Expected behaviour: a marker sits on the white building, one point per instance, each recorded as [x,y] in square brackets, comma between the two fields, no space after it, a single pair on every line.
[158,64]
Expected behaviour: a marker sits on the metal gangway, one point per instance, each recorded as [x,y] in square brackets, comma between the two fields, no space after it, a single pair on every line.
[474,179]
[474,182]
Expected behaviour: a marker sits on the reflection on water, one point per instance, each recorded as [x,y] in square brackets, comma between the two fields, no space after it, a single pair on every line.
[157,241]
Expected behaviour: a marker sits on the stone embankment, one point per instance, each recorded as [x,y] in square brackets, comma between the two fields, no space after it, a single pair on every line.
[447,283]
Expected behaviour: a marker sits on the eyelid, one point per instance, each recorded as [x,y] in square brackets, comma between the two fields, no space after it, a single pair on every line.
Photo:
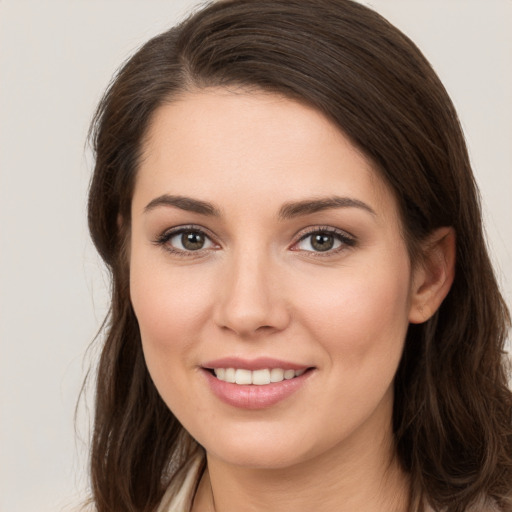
[163,239]
[347,239]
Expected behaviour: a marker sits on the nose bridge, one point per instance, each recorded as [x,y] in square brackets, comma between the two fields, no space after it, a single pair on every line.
[251,300]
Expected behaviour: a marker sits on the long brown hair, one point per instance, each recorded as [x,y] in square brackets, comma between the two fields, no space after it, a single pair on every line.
[453,409]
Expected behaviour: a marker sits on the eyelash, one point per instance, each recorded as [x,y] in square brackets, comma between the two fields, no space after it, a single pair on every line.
[346,240]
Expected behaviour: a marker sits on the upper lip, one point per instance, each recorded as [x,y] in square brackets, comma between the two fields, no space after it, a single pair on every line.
[253,364]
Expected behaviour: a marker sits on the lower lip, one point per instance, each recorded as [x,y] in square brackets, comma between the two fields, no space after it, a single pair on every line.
[253,396]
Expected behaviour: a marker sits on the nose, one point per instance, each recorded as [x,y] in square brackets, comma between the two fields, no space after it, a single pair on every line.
[251,299]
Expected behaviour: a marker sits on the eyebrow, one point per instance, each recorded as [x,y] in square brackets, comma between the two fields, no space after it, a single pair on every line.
[289,210]
[184,203]
[314,205]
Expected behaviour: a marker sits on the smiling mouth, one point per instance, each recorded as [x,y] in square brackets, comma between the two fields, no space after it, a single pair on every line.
[255,377]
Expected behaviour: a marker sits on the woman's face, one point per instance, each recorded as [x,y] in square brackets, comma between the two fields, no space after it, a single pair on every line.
[264,246]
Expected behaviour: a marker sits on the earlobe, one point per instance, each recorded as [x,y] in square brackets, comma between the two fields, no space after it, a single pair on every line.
[433,276]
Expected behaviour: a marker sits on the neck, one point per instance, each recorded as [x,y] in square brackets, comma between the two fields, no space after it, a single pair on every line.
[345,479]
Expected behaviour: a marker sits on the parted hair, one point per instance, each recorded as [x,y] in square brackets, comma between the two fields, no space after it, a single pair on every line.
[453,408]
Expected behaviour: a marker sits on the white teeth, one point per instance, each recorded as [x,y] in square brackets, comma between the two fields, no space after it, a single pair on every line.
[230,375]
[256,377]
[243,377]
[276,375]
[261,377]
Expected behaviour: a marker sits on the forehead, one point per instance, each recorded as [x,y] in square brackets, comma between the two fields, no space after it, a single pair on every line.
[218,144]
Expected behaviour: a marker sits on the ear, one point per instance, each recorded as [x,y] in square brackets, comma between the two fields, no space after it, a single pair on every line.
[433,275]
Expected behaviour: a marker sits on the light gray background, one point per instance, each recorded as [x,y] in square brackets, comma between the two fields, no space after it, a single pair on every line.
[56,58]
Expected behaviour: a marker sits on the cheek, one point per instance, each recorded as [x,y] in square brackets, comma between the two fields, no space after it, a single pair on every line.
[171,305]
[360,313]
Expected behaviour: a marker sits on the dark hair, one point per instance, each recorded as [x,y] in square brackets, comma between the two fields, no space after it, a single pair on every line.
[453,409]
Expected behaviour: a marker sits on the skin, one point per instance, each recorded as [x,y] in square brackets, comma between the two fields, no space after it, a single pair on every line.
[258,288]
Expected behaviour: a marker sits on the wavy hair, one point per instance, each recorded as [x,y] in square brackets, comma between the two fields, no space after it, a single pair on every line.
[453,409]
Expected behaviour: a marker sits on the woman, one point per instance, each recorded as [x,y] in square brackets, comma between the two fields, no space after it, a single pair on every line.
[304,316]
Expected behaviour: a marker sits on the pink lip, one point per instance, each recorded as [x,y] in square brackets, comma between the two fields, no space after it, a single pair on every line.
[253,364]
[251,396]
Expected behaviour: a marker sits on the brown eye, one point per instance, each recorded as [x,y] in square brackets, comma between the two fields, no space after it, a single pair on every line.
[186,240]
[322,242]
[192,240]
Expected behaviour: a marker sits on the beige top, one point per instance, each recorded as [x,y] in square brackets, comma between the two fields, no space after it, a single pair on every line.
[180,494]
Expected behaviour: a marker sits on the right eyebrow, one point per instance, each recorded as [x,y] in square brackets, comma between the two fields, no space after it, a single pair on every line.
[183,203]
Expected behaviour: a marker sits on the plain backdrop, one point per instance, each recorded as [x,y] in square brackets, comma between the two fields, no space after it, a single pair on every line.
[56,58]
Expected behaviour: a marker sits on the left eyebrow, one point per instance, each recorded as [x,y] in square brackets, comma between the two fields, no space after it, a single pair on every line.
[184,203]
[314,205]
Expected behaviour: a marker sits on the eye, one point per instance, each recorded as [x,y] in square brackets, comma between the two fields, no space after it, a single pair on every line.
[183,240]
[324,240]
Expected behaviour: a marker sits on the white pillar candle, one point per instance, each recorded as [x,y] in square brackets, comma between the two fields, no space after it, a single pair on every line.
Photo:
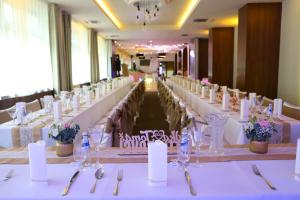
[212,96]
[225,101]
[277,107]
[57,110]
[297,161]
[203,90]
[157,163]
[244,110]
[37,161]
[76,102]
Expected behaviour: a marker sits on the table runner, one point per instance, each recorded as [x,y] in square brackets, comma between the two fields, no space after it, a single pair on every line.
[113,155]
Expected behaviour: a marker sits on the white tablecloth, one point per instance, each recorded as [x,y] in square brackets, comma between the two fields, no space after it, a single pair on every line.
[226,180]
[233,131]
[86,117]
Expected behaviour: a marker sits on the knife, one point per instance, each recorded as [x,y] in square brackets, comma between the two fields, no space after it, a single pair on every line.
[66,190]
[188,180]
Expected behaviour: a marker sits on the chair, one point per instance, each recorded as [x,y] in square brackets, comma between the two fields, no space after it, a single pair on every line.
[291,110]
[33,106]
[267,101]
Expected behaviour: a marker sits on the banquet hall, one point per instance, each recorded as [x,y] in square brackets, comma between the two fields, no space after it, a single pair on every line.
[149,99]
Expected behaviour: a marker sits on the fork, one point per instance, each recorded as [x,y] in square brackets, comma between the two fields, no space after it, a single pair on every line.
[257,172]
[119,179]
[9,175]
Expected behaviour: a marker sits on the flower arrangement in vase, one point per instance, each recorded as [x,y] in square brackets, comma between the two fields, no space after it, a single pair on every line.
[259,131]
[64,134]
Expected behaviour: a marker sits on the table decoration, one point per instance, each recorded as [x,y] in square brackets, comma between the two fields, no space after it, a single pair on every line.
[57,110]
[37,162]
[297,161]
[258,131]
[157,163]
[64,134]
[225,101]
[244,111]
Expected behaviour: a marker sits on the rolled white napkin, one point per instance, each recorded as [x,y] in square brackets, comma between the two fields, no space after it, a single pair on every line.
[244,111]
[297,161]
[37,161]
[89,96]
[224,88]
[203,90]
[97,92]
[157,163]
[252,98]
[57,110]
[212,96]
[76,102]
[225,101]
[277,107]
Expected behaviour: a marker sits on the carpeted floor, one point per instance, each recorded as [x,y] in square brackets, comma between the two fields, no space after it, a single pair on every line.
[152,115]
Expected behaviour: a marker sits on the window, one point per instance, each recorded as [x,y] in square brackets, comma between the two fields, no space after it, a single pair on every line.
[80,54]
[25,63]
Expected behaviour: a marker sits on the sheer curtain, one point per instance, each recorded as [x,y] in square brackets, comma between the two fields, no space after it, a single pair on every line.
[25,64]
[105,53]
[81,71]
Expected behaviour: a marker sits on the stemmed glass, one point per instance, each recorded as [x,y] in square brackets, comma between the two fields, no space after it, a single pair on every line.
[96,138]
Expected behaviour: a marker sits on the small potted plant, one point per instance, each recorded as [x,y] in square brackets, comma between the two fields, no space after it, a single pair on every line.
[64,134]
[258,131]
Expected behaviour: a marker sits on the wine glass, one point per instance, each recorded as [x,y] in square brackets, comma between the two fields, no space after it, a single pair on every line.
[77,152]
[96,138]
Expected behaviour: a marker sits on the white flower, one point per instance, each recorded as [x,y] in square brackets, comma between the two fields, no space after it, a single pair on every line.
[55,132]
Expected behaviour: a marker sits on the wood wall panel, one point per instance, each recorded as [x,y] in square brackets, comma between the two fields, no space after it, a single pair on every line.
[185,58]
[221,43]
[202,58]
[258,49]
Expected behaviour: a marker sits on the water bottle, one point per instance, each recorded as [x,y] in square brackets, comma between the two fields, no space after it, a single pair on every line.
[184,147]
[85,149]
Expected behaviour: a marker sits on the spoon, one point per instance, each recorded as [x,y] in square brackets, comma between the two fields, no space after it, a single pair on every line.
[98,175]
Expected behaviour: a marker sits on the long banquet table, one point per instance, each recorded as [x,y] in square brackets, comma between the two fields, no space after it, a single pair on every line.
[230,180]
[86,117]
[233,130]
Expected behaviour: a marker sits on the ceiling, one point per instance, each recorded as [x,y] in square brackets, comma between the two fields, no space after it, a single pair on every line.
[163,31]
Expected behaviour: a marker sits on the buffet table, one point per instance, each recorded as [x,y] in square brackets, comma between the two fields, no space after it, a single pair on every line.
[233,130]
[86,117]
[211,180]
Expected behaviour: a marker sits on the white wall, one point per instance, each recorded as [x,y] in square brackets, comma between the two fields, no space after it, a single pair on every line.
[289,62]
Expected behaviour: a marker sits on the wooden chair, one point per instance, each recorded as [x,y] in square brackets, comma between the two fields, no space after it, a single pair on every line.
[33,106]
[267,101]
[291,110]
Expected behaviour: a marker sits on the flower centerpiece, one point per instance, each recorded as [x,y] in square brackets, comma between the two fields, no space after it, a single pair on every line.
[64,134]
[258,131]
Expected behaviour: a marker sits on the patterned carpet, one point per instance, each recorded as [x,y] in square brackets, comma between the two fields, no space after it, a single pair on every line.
[152,116]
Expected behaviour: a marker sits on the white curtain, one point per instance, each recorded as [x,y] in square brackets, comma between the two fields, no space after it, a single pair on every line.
[105,53]
[81,71]
[24,47]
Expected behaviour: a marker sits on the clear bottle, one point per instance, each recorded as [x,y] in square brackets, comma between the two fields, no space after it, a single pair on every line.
[184,149]
[86,150]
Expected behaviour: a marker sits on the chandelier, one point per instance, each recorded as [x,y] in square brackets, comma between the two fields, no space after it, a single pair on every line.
[147,10]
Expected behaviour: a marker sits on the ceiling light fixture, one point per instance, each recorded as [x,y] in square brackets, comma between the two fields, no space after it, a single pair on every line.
[105,8]
[189,8]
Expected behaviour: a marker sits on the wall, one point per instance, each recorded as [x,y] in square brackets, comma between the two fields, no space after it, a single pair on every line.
[289,63]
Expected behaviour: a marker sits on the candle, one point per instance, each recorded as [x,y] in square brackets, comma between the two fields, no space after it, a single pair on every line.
[37,161]
[244,112]
[225,101]
[157,163]
[57,110]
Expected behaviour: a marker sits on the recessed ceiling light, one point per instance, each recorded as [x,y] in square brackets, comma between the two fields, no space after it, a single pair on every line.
[200,20]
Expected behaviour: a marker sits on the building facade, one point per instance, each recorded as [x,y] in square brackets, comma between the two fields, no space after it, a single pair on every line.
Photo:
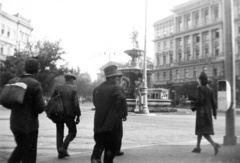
[191,41]
[15,31]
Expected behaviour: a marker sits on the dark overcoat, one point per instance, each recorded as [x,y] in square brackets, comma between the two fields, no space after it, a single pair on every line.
[206,107]
[24,118]
[69,97]
[108,100]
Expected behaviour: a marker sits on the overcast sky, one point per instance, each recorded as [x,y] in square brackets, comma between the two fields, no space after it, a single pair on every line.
[88,28]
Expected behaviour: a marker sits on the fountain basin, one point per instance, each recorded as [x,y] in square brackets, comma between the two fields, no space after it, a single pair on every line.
[154,105]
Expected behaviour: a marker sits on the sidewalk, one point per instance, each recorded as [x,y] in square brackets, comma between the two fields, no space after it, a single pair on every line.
[161,154]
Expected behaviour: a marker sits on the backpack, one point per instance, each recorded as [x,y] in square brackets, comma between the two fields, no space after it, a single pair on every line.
[54,108]
[13,94]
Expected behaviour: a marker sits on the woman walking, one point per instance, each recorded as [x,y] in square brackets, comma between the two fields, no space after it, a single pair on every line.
[205,107]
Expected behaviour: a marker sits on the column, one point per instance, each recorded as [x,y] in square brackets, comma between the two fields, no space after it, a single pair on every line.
[210,43]
[220,41]
[182,47]
[191,47]
[200,45]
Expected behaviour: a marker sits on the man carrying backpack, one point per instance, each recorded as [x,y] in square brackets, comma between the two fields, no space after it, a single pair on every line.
[24,118]
[71,114]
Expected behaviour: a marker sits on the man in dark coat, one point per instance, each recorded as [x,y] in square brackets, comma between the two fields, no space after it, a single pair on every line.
[122,117]
[108,99]
[24,119]
[205,108]
[71,114]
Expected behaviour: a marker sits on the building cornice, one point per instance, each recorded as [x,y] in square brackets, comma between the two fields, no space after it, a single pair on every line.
[17,19]
[192,5]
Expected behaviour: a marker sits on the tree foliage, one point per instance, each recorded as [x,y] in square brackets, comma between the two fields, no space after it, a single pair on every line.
[48,54]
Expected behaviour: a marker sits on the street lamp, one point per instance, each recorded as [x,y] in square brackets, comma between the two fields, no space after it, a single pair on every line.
[228,24]
[145,89]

---*---

The exercise: Revise the lines from the one containing "Expected behaviour: a marker sits on the tree" through the end of the items, inclusive, replacing "street lamp" with "lamppost" and leaving everything else unchanged.

Solution to this problem:
Expected behaviour: a marker sits on the tree foliage, one point per instance, each recorded as [x,y] in square brackets, comma between the two fields, no space after it, a single pair on every line.
[48,54]
Expected behaviour: a marker sits on the lamppost, one point per instance, each recorded as [x,y] in square brackets, comma between the two fields, no space after it, a single pair on every line.
[228,24]
[145,89]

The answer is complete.